++++ Text segment ++++

Financial issues. Tough economic times, combined with increasing costs of fuel and other living expenses, create great stress on individuals and families. Not having enough money to buy basic needs and lacking the ability to buy the wants we have can lead to anxiety, tension, and depression. These emotions can carry over into our work life, resulting in lowered productivity and lowered human relations with our coworkers.
Friends and family issues. Challenges with family, in-laws, and friends create a great source of stress as well. While most of us depend on friends and family for support, tension and disagreements can cause stress.
Now that we have discussed the things that cause stress, Section 3.4 "Reducing Stress" will address some ways we can relieve stress in our lives.
Stress Quiz: How Stressed Are You?
Understanding your own stress level is an emotional intelligence skill (self-awareness). Take this quiz, and rate how you typically react in each of the situations listed below.
4 = Always
3 = Frequently
2 = Sometimes
1 = Never
Enter the appropriate number in the blank for each question below, and then add up your numbers to determine your stress level.
- _____ Do you try to do as much as possible in the least amount of time?
- _____ Do you become impatient with delays or interruptions?
- _____ Do you always have to win at games to enjoy yourself?
- _____ Do you find yourself speeding up the car to beat the red light?

++++

**Work instruction 1**.
From the stress passage, write out the text between "Understanding your own" and "amount of time?", inclusive.
**Work instruction 2**.
In the stress passage, what emotional intelligence skill does understanding your own stress level represent?
**Work instruction 3**.
What are all the rating options on the quiz scale in the stress passage? Give each with its number.

++++ Dataset entries ++++

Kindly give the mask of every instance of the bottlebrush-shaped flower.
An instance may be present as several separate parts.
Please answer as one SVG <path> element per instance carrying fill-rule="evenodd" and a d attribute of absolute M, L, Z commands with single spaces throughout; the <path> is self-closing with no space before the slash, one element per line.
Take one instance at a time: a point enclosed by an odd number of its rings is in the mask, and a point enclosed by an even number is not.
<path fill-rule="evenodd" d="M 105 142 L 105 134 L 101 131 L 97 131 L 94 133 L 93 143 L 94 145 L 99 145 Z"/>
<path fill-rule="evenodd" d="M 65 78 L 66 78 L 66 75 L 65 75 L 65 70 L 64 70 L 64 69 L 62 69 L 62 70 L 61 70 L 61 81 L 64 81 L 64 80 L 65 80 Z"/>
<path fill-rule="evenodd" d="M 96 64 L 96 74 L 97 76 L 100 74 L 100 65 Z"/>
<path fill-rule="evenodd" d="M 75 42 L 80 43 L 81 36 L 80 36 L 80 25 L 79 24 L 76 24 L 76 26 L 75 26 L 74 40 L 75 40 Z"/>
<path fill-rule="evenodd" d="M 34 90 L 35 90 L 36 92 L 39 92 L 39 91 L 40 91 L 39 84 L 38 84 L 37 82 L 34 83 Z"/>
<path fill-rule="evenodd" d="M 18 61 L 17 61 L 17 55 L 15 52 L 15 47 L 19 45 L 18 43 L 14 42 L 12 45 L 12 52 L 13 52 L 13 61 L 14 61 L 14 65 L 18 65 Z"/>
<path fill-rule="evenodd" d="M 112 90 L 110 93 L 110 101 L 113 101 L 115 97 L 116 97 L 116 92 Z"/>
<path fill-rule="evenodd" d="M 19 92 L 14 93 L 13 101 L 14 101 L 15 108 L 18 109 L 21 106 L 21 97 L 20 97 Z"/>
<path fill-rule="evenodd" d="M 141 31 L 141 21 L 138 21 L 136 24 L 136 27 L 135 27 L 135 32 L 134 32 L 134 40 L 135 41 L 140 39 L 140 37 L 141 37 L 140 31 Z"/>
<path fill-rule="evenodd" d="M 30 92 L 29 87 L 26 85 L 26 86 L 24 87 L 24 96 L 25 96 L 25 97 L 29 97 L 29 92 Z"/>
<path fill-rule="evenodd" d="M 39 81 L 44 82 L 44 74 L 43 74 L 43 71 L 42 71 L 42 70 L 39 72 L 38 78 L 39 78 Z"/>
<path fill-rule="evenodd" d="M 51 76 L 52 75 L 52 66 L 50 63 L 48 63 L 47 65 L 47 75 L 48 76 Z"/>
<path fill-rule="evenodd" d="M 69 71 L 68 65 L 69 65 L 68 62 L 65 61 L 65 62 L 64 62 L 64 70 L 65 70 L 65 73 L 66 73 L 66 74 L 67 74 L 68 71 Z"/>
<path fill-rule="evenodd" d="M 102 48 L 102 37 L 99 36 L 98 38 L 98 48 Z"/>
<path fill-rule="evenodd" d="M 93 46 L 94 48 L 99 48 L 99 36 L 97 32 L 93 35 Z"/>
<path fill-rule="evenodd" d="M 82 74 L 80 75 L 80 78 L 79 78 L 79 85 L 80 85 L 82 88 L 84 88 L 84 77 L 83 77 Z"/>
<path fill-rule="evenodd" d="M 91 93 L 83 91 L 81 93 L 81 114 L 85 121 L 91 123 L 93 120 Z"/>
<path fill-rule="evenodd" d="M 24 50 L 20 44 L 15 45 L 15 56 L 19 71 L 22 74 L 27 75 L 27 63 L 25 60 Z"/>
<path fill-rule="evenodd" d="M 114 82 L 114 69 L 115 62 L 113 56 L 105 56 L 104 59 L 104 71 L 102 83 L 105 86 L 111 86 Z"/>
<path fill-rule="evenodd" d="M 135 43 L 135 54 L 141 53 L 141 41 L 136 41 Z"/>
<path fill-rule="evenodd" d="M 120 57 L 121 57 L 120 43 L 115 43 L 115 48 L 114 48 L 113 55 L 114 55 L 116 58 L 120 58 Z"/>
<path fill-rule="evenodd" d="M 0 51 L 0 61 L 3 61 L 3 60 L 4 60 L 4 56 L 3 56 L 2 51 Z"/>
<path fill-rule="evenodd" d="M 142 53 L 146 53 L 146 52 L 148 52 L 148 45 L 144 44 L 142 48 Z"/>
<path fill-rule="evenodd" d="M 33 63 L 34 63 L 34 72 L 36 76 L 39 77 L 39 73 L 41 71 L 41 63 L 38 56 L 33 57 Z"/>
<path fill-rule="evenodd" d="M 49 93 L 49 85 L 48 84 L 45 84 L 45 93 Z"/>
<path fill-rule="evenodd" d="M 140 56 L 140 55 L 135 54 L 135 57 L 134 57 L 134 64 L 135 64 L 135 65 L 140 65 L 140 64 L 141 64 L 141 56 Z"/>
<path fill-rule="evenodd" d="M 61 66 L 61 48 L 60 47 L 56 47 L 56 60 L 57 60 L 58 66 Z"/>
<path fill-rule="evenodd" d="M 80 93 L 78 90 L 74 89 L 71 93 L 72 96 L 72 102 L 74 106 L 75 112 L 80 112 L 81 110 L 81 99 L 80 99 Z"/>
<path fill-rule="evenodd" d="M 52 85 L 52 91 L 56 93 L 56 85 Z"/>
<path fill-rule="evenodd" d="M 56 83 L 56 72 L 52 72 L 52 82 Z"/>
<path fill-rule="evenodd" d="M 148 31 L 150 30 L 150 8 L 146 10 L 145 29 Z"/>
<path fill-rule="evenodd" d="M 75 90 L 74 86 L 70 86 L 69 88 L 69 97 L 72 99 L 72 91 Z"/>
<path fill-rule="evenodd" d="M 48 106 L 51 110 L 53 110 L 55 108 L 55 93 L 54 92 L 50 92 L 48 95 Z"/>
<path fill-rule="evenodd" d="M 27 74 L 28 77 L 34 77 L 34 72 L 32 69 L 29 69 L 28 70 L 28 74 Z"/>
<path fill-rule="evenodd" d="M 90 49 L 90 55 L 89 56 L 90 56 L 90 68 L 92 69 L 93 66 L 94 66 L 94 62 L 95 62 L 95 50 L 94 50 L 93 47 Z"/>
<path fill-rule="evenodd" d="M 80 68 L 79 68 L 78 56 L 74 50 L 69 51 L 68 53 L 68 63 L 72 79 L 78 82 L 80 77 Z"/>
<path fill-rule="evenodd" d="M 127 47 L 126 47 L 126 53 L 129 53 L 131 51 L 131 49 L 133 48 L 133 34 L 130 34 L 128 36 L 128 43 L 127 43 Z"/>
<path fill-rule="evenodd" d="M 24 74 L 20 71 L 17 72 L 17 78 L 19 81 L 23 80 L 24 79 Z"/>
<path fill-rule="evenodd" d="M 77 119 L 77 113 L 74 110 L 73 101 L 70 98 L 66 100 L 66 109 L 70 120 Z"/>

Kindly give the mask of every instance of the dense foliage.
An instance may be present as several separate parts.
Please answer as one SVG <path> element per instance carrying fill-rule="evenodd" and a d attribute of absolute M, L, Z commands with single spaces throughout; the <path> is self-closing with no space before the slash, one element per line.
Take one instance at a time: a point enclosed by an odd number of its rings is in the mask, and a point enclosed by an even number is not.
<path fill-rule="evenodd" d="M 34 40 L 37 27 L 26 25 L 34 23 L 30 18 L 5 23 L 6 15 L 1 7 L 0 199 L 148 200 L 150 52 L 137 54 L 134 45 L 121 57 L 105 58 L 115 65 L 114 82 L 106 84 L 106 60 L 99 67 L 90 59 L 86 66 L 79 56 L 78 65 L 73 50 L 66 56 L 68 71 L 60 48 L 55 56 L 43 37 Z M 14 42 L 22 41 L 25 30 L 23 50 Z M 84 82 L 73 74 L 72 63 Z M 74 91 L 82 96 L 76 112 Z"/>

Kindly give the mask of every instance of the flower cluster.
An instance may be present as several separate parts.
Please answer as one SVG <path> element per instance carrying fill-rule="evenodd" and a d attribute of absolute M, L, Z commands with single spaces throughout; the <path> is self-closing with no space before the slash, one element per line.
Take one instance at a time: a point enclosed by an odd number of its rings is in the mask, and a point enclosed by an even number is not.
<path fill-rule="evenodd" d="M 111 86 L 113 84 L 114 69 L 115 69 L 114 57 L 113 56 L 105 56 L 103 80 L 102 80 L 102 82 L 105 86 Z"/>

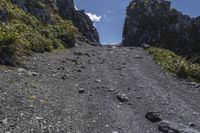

++++

**Task output 1**.
Understanding your own stress level is an emotional intelligence skill (self-awareness). Take this quiz, and rate how you typically react in each of the situations listed below.
4 = Always
3 = Frequently
2 = Sometimes
1 = Never
Enter the appropriate number in the blank for each question below, and then add up your numbers to determine your stress level.
- _____ Do you try to do as much as possible in the least amount of time?

**Task output 2**.
Self-awareness.

**Task output 3**.
4 = Always
3 = Frequently
2 = Sometimes
1 = Never